## EXERCISE AIM
To complete this task, print all the data below exactly but leave out the images.

## MATERIAL FOR THE TASK

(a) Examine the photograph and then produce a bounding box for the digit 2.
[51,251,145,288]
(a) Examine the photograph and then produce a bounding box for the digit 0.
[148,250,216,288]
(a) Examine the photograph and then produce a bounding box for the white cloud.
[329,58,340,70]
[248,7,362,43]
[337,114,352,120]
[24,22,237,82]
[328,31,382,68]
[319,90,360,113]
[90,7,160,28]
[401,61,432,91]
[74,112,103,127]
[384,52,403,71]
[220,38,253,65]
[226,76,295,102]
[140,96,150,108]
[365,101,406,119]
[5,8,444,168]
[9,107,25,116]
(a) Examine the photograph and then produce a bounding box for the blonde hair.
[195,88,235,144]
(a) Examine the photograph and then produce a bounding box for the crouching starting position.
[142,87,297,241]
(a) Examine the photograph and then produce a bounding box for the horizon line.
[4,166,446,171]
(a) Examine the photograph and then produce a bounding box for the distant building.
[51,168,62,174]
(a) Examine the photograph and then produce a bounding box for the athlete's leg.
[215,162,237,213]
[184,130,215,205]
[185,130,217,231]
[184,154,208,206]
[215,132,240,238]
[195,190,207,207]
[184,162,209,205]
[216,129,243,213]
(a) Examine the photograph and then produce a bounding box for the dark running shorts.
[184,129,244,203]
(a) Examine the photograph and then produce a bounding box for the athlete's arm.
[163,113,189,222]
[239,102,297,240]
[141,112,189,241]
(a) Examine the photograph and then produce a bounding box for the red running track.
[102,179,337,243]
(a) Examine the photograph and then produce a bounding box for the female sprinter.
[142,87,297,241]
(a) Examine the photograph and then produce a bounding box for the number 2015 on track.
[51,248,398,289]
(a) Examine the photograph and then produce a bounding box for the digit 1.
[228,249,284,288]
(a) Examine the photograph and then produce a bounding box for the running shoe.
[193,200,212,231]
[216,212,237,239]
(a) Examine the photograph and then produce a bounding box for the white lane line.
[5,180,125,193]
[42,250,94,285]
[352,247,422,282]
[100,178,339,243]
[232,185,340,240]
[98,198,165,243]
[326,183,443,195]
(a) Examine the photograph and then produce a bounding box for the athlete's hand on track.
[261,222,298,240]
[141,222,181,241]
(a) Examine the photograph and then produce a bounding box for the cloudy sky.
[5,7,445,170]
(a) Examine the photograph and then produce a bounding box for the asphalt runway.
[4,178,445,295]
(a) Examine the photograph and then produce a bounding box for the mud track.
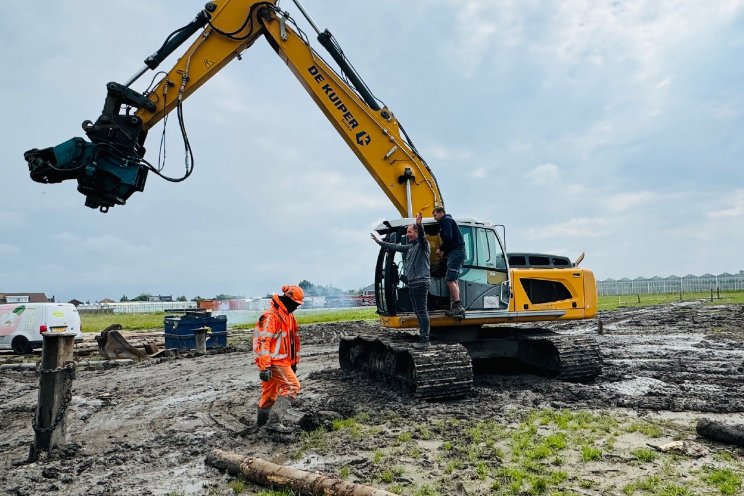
[1,302,743,495]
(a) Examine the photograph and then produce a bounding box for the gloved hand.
[291,364,297,373]
[259,369,271,382]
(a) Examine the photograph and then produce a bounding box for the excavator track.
[521,331,602,382]
[339,336,473,400]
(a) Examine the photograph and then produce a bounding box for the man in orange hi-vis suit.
[253,284,304,433]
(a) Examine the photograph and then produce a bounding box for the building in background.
[0,292,50,304]
[597,271,744,296]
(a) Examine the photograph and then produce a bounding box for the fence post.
[30,332,76,461]
[194,326,209,354]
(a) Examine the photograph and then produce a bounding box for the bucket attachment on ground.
[95,324,149,361]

## ANSWER SECTION
(a) Examine the photograph and then produce a bounding box for the digit 2.
[51,251,145,288]
(a) Examine the photograph and then produce a bounding box for the digit 0.
[148,250,216,288]
(a) Examine the photograph and then produce a bounding box for the white cloud.
[329,58,340,70]
[248,7,362,43]
[337,114,352,120]
[24,22,237,82]
[328,31,382,68]
[319,90,360,113]
[90,7,160,28]
[401,61,432,91]
[74,112,103,127]
[384,52,403,71]
[220,38,253,65]
[226,76,295,102]
[140,96,150,108]
[365,101,406,119]
[5,8,444,168]
[9,107,25,116]
(a) Examine the photograph and then produce a bounding box for the blonde hair.
[195,88,235,144]
(a) Examine the photograph and then produce a bounding box for the crouching starting position.
[142,87,297,241]
(a) Examine the photograph and then produce a bounding box for the horizon line.
[4,166,446,171]
(a) Examine the photograph and then produce a bounding box for the distant building.
[51,168,62,174]
(a) Examine the photograph and then produce a bounding box for the athlete's leg.
[215,162,237,213]
[184,130,215,205]
[185,130,217,231]
[184,154,208,206]
[215,132,240,238]
[195,190,207,207]
[184,162,209,205]
[216,129,243,213]
(a) Examine the photograph and then produce a bounding box for the dark running shorts.
[184,129,244,203]
(a) Examine the photograph and then produce a bounding box for the athlete's arm.
[163,113,189,222]
[239,102,297,240]
[141,112,189,241]
(a) Examine the photograph and then produce a bounding box for the red running track.
[102,179,337,243]
(a) Examine the photograph and then produce a bounding box for the female sprinter.
[142,87,297,241]
(a) Examine the photograph and then produce a bounding box for the number 2015 on track.
[51,248,398,289]
(a) Examine the photograph and then produce a bounding box for the digit 1.
[228,249,284,288]
(a) Examine the photograph and then produce a bounding box for the running shoe.
[193,200,212,231]
[216,212,237,239]
(a) Examine the photograph and then produce a bounding box for the white lane line.
[5,180,125,193]
[42,250,94,285]
[352,247,422,282]
[100,178,339,243]
[232,185,340,240]
[98,198,165,243]
[326,183,443,195]
(a) Examine the photograph and then produce a bounding box for the athlete's hand on track.
[261,222,298,240]
[141,222,181,241]
(a) Examine the photograph and then produce a bounding box for the cloudy sky.
[5,7,445,170]
(a) Examine the photograph and then produce a bounding box for the asphalt runway.
[4,178,445,295]
(a) Examine the photograph and then produce a bounding box for the mud track.
[1,302,743,495]
(a) Examine the photograph and then produce a bounding box for the gloved hand.
[291,364,297,373]
[259,369,271,382]
(a) Examine the photograph and then produce a bounding box for the excavator track.
[521,331,602,382]
[339,336,473,400]
(a) Examine the photograph and then produce a bounding box for the man in orange hi-vis suit.
[253,284,304,433]
(a) Examine the photograph and then produce a bounding box for the building in background.
[0,292,50,304]
[597,271,744,296]
(a) Examine the photograph and then produce a bounding box for the fence post.
[30,332,76,461]
[194,326,209,354]
(a) Examine the photograph and then produce a bounding box for the bucket attachment on ground.
[95,324,149,361]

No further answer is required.